(Source data)
----------

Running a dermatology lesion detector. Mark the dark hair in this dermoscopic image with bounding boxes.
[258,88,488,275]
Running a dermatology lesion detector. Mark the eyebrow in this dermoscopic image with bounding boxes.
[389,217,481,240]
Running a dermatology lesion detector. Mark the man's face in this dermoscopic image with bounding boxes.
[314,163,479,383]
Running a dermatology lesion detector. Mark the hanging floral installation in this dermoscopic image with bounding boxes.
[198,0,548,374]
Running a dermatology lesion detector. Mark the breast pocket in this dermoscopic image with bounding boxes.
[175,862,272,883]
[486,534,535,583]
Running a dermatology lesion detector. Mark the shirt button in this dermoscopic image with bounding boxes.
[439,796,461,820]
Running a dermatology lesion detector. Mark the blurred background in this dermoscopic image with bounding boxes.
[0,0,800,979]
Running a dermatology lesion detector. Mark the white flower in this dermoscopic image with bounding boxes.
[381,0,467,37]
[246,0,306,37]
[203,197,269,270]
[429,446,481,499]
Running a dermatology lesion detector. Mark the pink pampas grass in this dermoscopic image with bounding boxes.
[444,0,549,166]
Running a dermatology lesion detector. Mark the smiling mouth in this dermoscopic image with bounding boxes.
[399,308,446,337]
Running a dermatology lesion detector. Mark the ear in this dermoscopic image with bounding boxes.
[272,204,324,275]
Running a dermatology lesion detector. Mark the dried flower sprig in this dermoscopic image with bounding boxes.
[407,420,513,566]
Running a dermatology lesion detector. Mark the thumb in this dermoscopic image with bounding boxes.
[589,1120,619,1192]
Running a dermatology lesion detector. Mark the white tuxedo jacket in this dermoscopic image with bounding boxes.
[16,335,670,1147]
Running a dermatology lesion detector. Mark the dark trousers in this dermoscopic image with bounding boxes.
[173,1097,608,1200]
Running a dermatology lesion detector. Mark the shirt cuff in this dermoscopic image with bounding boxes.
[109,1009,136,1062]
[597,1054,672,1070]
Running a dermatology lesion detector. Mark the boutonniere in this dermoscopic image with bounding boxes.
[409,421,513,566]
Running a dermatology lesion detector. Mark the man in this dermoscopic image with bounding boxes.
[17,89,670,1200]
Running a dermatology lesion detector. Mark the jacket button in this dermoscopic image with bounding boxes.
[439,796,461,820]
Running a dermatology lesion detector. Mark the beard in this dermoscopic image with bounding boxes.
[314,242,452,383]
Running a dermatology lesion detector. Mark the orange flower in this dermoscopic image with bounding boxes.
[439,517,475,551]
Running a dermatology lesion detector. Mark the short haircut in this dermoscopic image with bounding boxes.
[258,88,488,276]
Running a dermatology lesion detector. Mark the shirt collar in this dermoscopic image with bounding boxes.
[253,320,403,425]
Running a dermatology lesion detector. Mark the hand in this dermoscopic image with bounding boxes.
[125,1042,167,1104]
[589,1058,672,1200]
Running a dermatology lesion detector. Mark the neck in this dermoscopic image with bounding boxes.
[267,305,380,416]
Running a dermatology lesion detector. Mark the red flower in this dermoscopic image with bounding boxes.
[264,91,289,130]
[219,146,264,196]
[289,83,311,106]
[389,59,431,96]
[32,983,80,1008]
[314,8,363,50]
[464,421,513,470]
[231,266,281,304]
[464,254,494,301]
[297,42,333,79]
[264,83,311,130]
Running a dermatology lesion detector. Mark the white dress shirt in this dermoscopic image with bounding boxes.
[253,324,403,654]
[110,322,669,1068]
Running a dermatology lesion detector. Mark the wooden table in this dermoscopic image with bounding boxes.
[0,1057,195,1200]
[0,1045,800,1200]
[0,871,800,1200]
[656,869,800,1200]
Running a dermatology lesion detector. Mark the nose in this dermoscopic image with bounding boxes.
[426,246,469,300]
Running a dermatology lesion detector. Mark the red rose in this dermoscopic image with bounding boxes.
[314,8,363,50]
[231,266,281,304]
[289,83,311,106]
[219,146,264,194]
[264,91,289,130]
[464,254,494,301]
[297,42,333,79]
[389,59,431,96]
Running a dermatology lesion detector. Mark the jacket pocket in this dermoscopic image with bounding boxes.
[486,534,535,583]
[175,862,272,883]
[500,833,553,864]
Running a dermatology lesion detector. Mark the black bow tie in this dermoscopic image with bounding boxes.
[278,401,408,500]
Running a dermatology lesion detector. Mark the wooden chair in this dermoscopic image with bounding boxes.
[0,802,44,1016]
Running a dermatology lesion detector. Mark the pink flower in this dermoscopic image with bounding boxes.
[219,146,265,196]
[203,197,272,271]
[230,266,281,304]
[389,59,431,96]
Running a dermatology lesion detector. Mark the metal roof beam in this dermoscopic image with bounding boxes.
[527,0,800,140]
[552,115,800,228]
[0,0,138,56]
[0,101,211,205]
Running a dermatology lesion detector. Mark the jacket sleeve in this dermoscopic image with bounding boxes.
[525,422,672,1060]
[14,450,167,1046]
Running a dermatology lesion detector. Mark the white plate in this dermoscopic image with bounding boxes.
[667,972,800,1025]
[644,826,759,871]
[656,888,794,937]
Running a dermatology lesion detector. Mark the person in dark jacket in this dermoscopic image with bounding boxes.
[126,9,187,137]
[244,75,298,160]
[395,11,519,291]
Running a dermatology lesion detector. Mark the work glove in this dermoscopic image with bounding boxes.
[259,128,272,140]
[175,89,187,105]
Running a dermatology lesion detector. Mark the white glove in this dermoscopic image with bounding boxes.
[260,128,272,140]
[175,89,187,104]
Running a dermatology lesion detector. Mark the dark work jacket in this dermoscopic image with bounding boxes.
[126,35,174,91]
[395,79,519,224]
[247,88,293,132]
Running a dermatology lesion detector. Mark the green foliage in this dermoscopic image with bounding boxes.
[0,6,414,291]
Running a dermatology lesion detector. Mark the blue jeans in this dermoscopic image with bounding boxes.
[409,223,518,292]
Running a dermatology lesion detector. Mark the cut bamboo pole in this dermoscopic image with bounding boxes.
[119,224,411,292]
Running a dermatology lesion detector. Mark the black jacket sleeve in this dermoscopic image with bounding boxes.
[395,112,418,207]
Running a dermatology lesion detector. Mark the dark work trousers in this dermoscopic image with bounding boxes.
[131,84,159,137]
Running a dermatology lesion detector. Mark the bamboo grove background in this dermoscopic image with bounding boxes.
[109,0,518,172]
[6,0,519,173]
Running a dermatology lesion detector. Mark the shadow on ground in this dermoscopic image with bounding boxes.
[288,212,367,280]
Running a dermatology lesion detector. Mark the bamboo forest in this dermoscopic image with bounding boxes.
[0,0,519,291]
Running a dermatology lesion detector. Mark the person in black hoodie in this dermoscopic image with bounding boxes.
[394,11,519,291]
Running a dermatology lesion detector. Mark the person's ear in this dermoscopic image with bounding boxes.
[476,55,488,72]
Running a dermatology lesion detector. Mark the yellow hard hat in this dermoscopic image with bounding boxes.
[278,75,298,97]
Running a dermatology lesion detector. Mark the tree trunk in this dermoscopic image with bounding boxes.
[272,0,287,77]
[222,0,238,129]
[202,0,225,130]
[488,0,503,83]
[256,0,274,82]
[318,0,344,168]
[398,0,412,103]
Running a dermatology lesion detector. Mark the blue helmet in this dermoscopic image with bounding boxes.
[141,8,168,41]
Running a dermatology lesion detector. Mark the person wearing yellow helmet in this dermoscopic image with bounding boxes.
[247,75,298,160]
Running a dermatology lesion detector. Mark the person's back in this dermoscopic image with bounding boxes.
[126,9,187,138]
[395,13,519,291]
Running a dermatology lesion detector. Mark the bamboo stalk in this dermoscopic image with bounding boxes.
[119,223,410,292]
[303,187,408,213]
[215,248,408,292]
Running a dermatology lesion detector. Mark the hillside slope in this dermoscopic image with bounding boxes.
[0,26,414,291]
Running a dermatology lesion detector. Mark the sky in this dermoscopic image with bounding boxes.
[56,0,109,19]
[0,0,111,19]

----------

(Your instructions) Please reproduce only the data between the lines holding "Running a dermatology lesion detector. Mark the person's ear" and "[398,0,412,103]", inclusive, swapping "tree trunk" for "tree stump" and changing nothing else.

(Exercise output)
Running a dermatology lesion detector. Mark the person's ear in this dermoscopic image with bounding boxes.
[476,55,488,72]
Running a dermatology lesion detector. Mark the yellow hard hat in this dermoscopic image with bounding boxes.
[278,75,298,97]
Running a dermatology lesion detector. Mark the tree stump in this dermoscopic image with bounding boxes.
[272,0,287,77]
[222,0,238,129]
[202,0,225,130]
[488,0,503,83]
[256,0,274,82]
[318,0,344,168]
[398,0,412,103]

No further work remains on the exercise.